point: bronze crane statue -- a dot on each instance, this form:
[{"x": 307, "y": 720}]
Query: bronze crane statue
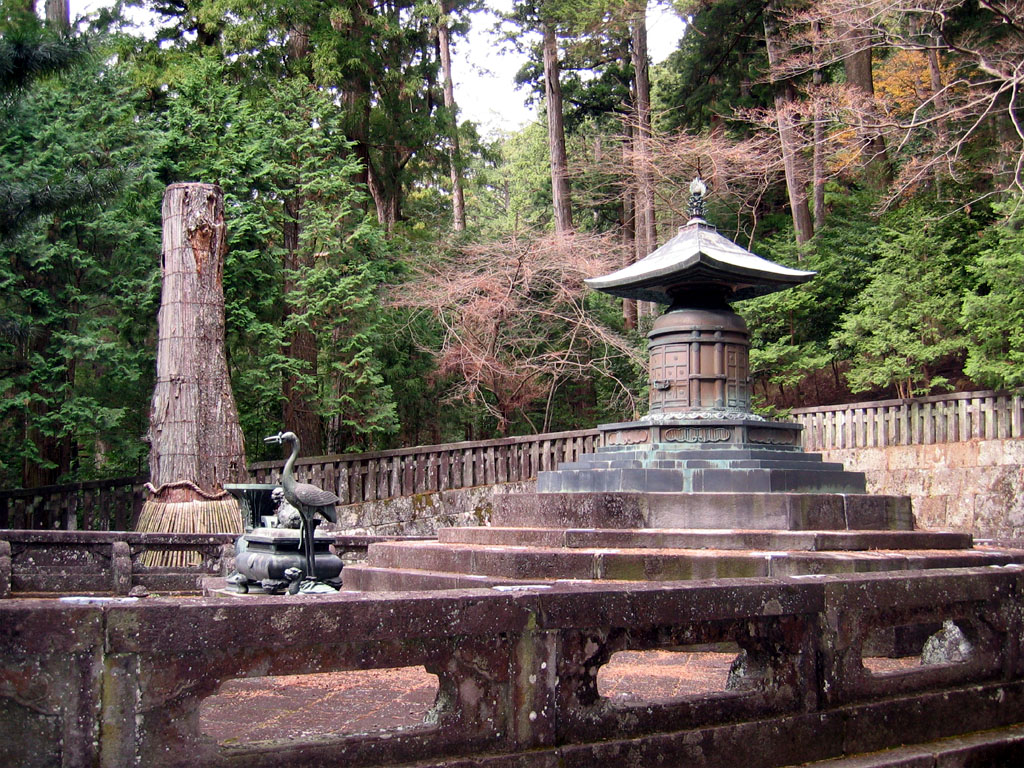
[{"x": 307, "y": 499}]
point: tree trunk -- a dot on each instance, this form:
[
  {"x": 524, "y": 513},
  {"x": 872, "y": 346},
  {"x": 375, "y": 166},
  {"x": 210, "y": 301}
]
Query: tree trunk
[
  {"x": 785, "y": 94},
  {"x": 818, "y": 163},
  {"x": 556, "y": 134},
  {"x": 299, "y": 415},
  {"x": 194, "y": 423},
  {"x": 298, "y": 411},
  {"x": 196, "y": 442},
  {"x": 58, "y": 14},
  {"x": 629, "y": 221},
  {"x": 857, "y": 66},
  {"x": 646, "y": 224},
  {"x": 455, "y": 156}
]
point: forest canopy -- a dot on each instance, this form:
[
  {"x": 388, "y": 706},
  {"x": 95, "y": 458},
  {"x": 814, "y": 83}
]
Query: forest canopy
[{"x": 393, "y": 278}]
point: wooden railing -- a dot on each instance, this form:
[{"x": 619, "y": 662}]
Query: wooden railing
[
  {"x": 102, "y": 505},
  {"x": 949, "y": 418},
  {"x": 93, "y": 505},
  {"x": 366, "y": 477}
]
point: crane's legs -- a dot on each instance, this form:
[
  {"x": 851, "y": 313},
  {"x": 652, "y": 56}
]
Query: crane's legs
[{"x": 309, "y": 524}]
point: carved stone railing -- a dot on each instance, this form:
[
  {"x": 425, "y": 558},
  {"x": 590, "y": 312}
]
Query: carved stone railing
[
  {"x": 93, "y": 505},
  {"x": 367, "y": 477},
  {"x": 948, "y": 418},
  {"x": 73, "y": 562},
  {"x": 121, "y": 683}
]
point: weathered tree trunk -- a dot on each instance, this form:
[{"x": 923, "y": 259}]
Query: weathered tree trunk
[
  {"x": 561, "y": 198},
  {"x": 784, "y": 96},
  {"x": 455, "y": 155},
  {"x": 646, "y": 225},
  {"x": 196, "y": 442}
]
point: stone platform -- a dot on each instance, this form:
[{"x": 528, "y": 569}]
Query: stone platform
[
  {"x": 729, "y": 467},
  {"x": 506, "y": 557}
]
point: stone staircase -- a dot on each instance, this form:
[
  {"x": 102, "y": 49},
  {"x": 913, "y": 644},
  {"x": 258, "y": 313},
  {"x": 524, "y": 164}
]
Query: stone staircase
[{"x": 504, "y": 557}]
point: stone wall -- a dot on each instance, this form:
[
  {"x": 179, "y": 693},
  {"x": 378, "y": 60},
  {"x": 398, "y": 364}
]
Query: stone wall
[
  {"x": 975, "y": 486},
  {"x": 119, "y": 683},
  {"x": 423, "y": 514}
]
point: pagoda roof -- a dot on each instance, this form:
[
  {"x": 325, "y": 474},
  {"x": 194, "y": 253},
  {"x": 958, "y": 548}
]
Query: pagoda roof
[{"x": 698, "y": 256}]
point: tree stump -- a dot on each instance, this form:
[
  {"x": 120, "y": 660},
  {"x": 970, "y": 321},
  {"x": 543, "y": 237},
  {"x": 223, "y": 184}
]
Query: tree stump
[{"x": 196, "y": 442}]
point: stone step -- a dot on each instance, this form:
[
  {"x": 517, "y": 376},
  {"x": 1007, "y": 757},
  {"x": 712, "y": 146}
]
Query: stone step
[
  {"x": 1000, "y": 748},
  {"x": 531, "y": 563},
  {"x": 363, "y": 578},
  {"x": 588, "y": 463},
  {"x": 745, "y": 511},
  {"x": 700, "y": 480},
  {"x": 792, "y": 541}
]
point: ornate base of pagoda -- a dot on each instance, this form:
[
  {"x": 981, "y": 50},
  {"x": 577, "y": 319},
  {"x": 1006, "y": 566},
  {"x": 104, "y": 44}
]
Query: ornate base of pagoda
[{"x": 700, "y": 456}]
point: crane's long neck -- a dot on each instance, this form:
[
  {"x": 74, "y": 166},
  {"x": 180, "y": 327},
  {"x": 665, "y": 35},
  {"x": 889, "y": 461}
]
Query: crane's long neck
[{"x": 288, "y": 476}]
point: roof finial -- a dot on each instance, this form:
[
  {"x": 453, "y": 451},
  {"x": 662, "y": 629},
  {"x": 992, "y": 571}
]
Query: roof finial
[{"x": 695, "y": 208}]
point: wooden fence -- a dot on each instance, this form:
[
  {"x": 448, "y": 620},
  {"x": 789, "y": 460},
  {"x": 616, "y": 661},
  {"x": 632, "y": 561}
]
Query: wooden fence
[
  {"x": 112, "y": 505},
  {"x": 366, "y": 477},
  {"x": 948, "y": 418}
]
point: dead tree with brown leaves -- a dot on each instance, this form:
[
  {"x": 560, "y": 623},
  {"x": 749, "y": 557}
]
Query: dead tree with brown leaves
[{"x": 515, "y": 323}]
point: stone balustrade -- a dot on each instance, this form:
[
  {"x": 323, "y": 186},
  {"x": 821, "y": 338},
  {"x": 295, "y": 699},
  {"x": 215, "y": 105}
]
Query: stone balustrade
[
  {"x": 71, "y": 562},
  {"x": 120, "y": 683}
]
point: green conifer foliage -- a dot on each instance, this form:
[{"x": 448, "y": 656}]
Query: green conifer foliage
[
  {"x": 993, "y": 312},
  {"x": 905, "y": 326},
  {"x": 79, "y": 281}
]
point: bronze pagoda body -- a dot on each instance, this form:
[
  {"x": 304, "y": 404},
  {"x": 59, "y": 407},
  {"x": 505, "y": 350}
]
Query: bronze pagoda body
[
  {"x": 700, "y": 487},
  {"x": 699, "y": 433}
]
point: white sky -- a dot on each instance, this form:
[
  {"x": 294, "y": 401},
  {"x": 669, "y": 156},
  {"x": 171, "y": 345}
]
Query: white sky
[{"x": 484, "y": 69}]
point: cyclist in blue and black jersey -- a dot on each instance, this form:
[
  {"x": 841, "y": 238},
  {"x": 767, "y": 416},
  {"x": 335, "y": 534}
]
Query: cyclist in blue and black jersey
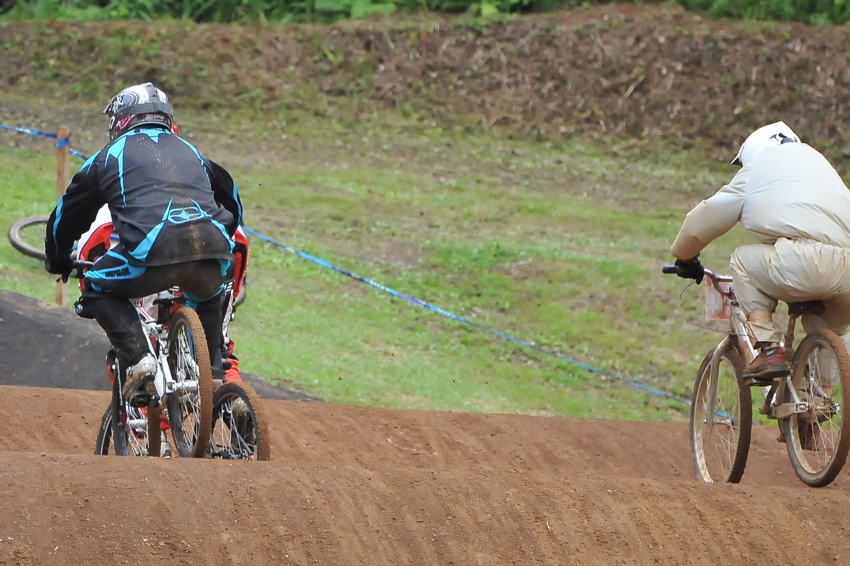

# # # #

→ Task to complete:
Looking at the records above, say how many lines contain the string "jersey". Give the number and no other words.

→ Exercise response:
2